Write each entry out again exactly, with nothing omitted.

·····

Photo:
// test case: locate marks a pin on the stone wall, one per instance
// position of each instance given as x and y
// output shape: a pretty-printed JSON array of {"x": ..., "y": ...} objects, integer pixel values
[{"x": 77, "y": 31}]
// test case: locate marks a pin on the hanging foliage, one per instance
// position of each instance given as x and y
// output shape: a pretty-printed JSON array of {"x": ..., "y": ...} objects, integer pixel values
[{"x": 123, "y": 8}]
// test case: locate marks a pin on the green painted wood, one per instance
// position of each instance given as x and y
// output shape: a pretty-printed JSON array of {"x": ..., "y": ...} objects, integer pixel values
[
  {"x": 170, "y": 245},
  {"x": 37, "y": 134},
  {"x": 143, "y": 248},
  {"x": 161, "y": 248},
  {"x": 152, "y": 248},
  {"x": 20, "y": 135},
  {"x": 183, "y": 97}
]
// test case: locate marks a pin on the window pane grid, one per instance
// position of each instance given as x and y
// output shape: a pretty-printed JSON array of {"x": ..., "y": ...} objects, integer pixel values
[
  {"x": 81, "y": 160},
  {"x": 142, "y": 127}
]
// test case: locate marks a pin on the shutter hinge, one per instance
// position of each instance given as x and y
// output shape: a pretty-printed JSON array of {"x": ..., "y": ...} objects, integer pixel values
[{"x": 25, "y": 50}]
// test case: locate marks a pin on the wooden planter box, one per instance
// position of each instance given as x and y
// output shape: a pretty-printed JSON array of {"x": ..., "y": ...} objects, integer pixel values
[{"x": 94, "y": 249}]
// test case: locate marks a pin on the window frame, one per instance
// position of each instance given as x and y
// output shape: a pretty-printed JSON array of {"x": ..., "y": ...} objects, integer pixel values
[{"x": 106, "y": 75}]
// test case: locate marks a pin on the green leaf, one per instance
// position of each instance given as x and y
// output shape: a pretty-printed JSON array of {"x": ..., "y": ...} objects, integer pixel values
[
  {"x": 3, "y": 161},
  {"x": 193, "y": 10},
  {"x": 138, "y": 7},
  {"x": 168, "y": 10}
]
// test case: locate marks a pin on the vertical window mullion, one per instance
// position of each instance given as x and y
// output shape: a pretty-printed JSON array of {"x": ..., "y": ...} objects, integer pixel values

·····

EXERCISE SOLUTION:
Photo:
// test case: locate marks a pin on the stone wall, one per instance
// position of each instance given as x and y
// output shape: a pretty-printed JSON array of {"x": ..., "y": ...} objects, integer pixel values
[{"x": 77, "y": 31}]
// test case: locate marks a pin on the hanging foliage, one per instance
// position of each instance given as x and y
// output shape: a pretty-printed JSON array of {"x": ..., "y": ...} objects, integer pixel values
[{"x": 123, "y": 8}]
// test case: locate marks a pin on the green painted wood, one per instance
// position of each instance given as x and y
// output shape: a pretty-printed JSON array of {"x": ..., "y": ...} objects, integer pixel values
[
  {"x": 170, "y": 245},
  {"x": 37, "y": 134},
  {"x": 143, "y": 248},
  {"x": 161, "y": 248},
  {"x": 152, "y": 248},
  {"x": 20, "y": 135},
  {"x": 183, "y": 97}
]
// test case: locate marks a pin on the window pane grid, one per instance
// position of each instance given as x and y
// output shape: a pretty-printed JSON array of {"x": ..., "y": ...} objects, integer pixel values
[
  {"x": 81, "y": 160},
  {"x": 142, "y": 127}
]
// test case: locate marks a pin on the shutter hinge, one per instance
// position of each instance given as x and y
// output shape: a pretty-printed JSON array of {"x": ..., "y": ...} objects, integer pixel values
[{"x": 25, "y": 50}]
// test case: locate marks a pin on the wooden planter box, one per instance
// position of each instance given as x and y
// output shape: a pretty-printed JSON array of {"x": ..., "y": ...} objects, integer pixel values
[{"x": 94, "y": 249}]
// test case: locate marks a pin on the window frame, one per instance
// position of each instance given as x and y
// output shape: a pretty-printed JSON array of {"x": ..., "y": ...} objects, integer pixel values
[{"x": 106, "y": 75}]
// test case: locate marks a pin on the green leaf, one per instance
// position of each instance given as x and y
// output shape: a pretty-printed JSON array of {"x": ..., "y": ...} objects, integer pixel values
[
  {"x": 3, "y": 161},
  {"x": 193, "y": 10},
  {"x": 138, "y": 7},
  {"x": 168, "y": 10}
]
// test case: locate marks a pin on the vertical window mullion, one per instance
// position of each instance given as x and y
// output shape: a pretty-printed JSON array of {"x": ..., "y": ...} objects, integer pixel values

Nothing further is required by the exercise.